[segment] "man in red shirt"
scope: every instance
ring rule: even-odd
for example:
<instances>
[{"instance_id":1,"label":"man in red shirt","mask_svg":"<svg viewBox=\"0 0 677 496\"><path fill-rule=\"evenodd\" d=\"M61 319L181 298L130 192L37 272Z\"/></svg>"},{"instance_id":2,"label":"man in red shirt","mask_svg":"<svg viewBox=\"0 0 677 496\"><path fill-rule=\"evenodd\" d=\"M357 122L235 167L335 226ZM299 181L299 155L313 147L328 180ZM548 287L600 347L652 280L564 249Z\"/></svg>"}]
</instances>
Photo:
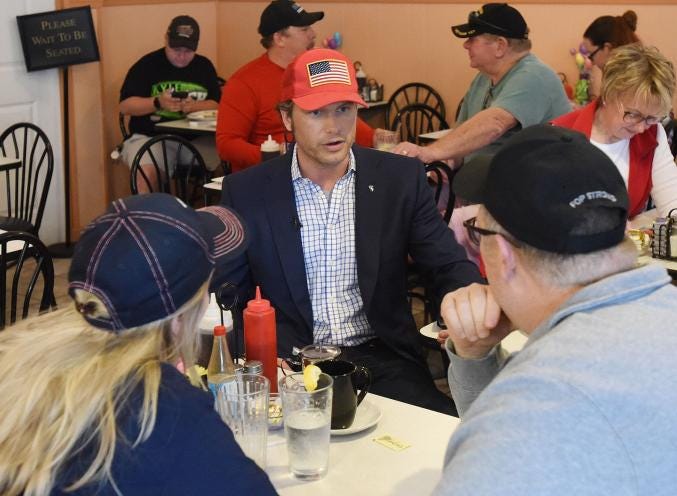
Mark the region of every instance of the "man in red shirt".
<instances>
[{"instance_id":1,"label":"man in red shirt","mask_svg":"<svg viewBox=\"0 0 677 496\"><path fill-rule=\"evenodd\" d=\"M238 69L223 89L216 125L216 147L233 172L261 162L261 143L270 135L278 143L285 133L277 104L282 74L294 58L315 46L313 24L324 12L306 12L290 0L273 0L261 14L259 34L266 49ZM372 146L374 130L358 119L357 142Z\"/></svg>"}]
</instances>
---
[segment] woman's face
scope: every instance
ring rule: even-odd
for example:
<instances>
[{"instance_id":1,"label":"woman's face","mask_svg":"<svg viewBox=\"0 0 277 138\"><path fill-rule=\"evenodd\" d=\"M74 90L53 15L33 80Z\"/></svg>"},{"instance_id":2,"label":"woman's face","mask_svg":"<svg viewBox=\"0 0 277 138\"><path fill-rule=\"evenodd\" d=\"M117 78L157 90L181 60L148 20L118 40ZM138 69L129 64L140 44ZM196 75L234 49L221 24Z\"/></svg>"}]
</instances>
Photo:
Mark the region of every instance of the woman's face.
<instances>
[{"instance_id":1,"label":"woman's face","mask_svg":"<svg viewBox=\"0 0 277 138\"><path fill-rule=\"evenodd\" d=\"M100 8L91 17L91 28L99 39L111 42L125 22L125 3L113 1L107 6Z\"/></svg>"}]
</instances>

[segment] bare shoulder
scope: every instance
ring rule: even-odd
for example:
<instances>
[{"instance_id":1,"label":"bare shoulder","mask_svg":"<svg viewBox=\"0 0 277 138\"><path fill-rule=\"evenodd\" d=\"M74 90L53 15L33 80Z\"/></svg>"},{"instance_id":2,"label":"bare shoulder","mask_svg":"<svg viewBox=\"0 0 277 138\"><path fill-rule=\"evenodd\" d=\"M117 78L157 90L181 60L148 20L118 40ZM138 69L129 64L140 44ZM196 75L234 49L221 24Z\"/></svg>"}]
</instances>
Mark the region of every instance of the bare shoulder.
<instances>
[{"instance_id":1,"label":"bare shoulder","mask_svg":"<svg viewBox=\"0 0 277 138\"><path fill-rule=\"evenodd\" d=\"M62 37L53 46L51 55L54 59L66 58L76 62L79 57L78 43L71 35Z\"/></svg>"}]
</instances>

▶ **The problem**
Pull out every line of the data above that contains the string "fill". Case counts.

▶ **Result**
[{"instance_id":1,"label":"man in red shirt","mask_svg":"<svg viewBox=\"0 0 677 496\"><path fill-rule=\"evenodd\" d=\"M61 319L181 298L130 192L37 272Z\"/></svg>"},{"instance_id":2,"label":"man in red shirt","mask_svg":"<svg viewBox=\"0 0 677 496\"><path fill-rule=\"evenodd\" d=\"M357 122L235 167L335 226ZM299 181L299 155L313 147L328 180ZM548 287L600 347L652 280L564 249Z\"/></svg>"}]
[{"instance_id":1,"label":"man in red shirt","mask_svg":"<svg viewBox=\"0 0 677 496\"><path fill-rule=\"evenodd\" d=\"M238 69L223 89L216 125L216 147L233 172L261 162L261 143L270 135L278 143L285 133L277 104L282 74L294 58L315 46L313 24L324 12L306 12L290 0L273 0L261 14L259 34L266 49ZM372 146L374 130L358 119L357 142Z\"/></svg>"}]
[{"instance_id":1,"label":"woman's face","mask_svg":"<svg viewBox=\"0 0 277 138\"><path fill-rule=\"evenodd\" d=\"M74 90L53 15L33 80Z\"/></svg>"},{"instance_id":2,"label":"woman's face","mask_svg":"<svg viewBox=\"0 0 277 138\"><path fill-rule=\"evenodd\" d=\"M117 78L157 90L181 60L148 20L118 40ZM138 69L129 64L140 44ZM196 75L234 49L221 24Z\"/></svg>"}]
[{"instance_id":1,"label":"woman's face","mask_svg":"<svg viewBox=\"0 0 277 138\"><path fill-rule=\"evenodd\" d=\"M100 8L91 17L91 28L99 39L111 42L125 22L125 3L113 1L107 6Z\"/></svg>"}]
[{"instance_id":1,"label":"bare shoulder","mask_svg":"<svg viewBox=\"0 0 277 138\"><path fill-rule=\"evenodd\" d=\"M74 90L53 15L33 80Z\"/></svg>"},{"instance_id":2,"label":"bare shoulder","mask_svg":"<svg viewBox=\"0 0 277 138\"><path fill-rule=\"evenodd\" d=\"M117 78L157 90L181 60L148 20L118 40ZM138 69L129 64L140 44ZM196 75L234 49L221 24Z\"/></svg>"}]
[{"instance_id":1,"label":"bare shoulder","mask_svg":"<svg viewBox=\"0 0 277 138\"><path fill-rule=\"evenodd\" d=\"M62 37L53 46L51 55L54 59L66 58L76 62L79 57L78 43L71 35Z\"/></svg>"}]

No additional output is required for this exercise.